■ Ausgangstext
=-=-=-=-=
Interne Konflikte zwischen dschihadistischen Söldnertruppen in den vom türkischen Staat besetzten Gebieten in Nordsyrien haben am Dienstag zu einem Blutbad in Efrîn geführt. Nach vorliegenden Informationen sind bei dem gestrigen Anschlag mindestens 46 Personen getötet worden, darunter auch Zivilisten. Über fünfzig Personen wurden verletzt.
Nur wenige Minuten nach der Explosion erklärte das türkische Verteidigungsministerium: „Die Menschenfeinde der PKK/YPG haben erneut unschuldige Zivilisten in Afrin angegriffen.“ Mit dieser unmittelbar nach dem Anschlag erfolgten Mitteilung versucht der türkische Staat, die Aufmerksamkeit in eine andere Richtung zu lenken und die Voraussetzungen für einen neuen Besatzungsplan zu schaffen. Die Realität vor Ort sieht jedoch anders aus.
In den vergangenen Tagen haben sich das Chaos und die Konflikte zwischen dschihadistischen Gruppierungen in der gesamten türkischen Besatzungszone verschärft. Wie der Grundstein für das gestrige Massaker in Efrîn gelegt wurde, zeigen die internen Abrechnungen der türkischen Armee und ihrer Söldnertruppen in den vergangenen zwei Wochen in Idlib, Efrîn, Dscharablus, al-Bab, Azaz, Girê Spî (Tall Abyad) und Serêkaniyê (Ras al-Ain).
Bei einigen dieser Vorfälle handelt es sich um folgende:
13. April
- Hayat Tahrir al-Sham (HTS) verhindert eine gemeinsame türkisch-russische Patrouille auf der Autobahn M4 zwischen Aleppo und Latakia. Die Türkei entsendet Polizeieinheiten nach Idlib, die HTS positioniert eigene bewaffnete Einheiten dagegen.
- Die HTS verhaften in Nairab bei Idlib einen Anführer der protürkischen Miliz Faylaq al-Sham.
- In der ländlichen Umgebung von Nairab verhaftet die HTS eine Gruppe protürkischer Milizionäre.
=-=-=-=-=
■ Vorliegende Auflistung
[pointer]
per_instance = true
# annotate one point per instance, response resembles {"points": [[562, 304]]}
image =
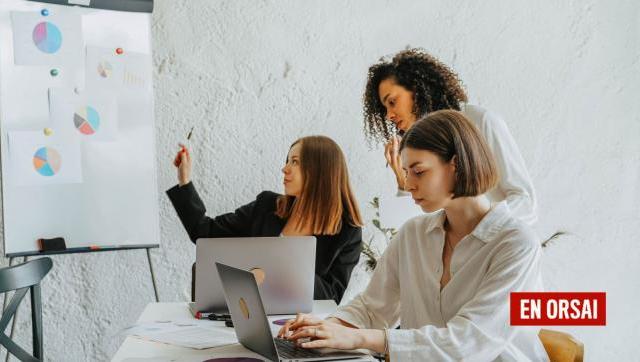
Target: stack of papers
{"points": [[188, 333]]}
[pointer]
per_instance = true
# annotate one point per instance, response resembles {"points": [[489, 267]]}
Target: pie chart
{"points": [[47, 37], [87, 120], [47, 161], [105, 69]]}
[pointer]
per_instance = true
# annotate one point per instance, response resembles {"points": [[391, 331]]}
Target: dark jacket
{"points": [[336, 255]]}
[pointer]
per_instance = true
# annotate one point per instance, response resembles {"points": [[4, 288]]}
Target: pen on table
{"points": [[178, 159]]}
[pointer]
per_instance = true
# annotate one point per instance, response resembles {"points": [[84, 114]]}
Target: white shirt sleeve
{"points": [[480, 330], [378, 306], [515, 182]]}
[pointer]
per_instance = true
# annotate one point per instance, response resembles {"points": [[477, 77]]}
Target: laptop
{"points": [[271, 259], [252, 326]]}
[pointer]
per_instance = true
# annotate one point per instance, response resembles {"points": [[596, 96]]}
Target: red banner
{"points": [[558, 309]]}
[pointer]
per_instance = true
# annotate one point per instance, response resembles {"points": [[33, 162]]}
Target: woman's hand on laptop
{"points": [[331, 333]]}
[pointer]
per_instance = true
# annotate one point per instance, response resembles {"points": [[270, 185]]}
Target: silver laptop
{"points": [[252, 326], [283, 266]]}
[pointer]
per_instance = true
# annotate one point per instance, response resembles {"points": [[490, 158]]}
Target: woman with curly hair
{"points": [[413, 84], [446, 277]]}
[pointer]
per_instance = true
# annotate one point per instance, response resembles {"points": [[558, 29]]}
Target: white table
{"points": [[134, 349]]}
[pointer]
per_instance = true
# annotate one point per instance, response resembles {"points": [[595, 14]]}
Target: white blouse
{"points": [[515, 184], [469, 319]]}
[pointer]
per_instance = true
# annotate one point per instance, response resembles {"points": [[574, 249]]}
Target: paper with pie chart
{"points": [[36, 159], [91, 116], [54, 40]]}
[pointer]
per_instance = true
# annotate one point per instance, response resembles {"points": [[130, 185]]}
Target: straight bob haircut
{"points": [[450, 134], [327, 199]]}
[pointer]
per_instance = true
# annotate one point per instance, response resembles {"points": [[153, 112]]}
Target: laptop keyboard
{"points": [[288, 349]]}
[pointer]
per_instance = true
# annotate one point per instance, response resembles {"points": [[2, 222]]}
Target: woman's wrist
{"points": [[372, 339]]}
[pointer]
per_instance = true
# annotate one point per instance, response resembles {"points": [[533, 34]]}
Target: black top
{"points": [[336, 255]]}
=-=-=-=-=
■ Aufgabe
Führe den Text über das Blutbad in Efrîn nach seinem letzten Satz weiter. Die Auflistung wird hier nicht gebraucht.

■ Erwartete Antwort
- Zur gleichen Zeit wird der HTS-Kadi von Idlib bei einem Autobombenanschlag in Kefer Taharim getötet.
16. April
- Bei einem türkischen Drohnenangriff auf Milizionäre im Süden von Idlib werden drei Dschihadisten getötet.
19. April
- Ein hochrangiger HTS-Kommandant wird bei der Detonation einer an seinem Fahrzeug angebrachten Bombe getötet.
20. April
- Der türkische Präsident Tayyip Erdogan bewertet die HTS – ohne sie beim Namen zu nennen – als „Başı Bozuk“. [Irreguläre Truppen des Osmanischen Reiches, die sich aus verschiedenen Bevölkerungsgruppen zusammensetzten. Der Begriff bedeutet sinngemäß übersetzt so viel wie „führerlos“ oder „Freischärler“, wörtlich jedoch „kaputter Kopf“.]
- Im Stadtteil Mehmûdiyê in Efrîn kommt es zu einer bewaffneten Auseinandersetzung zwischen den Milizen Jabhat al-Shamiya und Sultan-Murad-Brigade.
- Zeitgleich kommt es im Zentrum von Serêkaniyê zu Gefechten zwischen den Milizen Katiba Mutassim und der vom türkischen Staat eingerichteten „Militärpolizei“.
- In den Wohnvierteln Mehetê und Xirabe in Serêkaniyê brechen Gefechten zwischen Ahrar al-Sharqiya und der Hamza-Brigade aus.
21. April
- In Efrîn kommt es zu einer internen bewaffneten Auseinandersetzung der Hamza-Brigade.
26. April
- Zwei HTS-Mitglieder werden bei der Blockade einer türkisch-russischen Patrouille auf der M4 in Idlib von Soldaten der türkischen Armee erschossen.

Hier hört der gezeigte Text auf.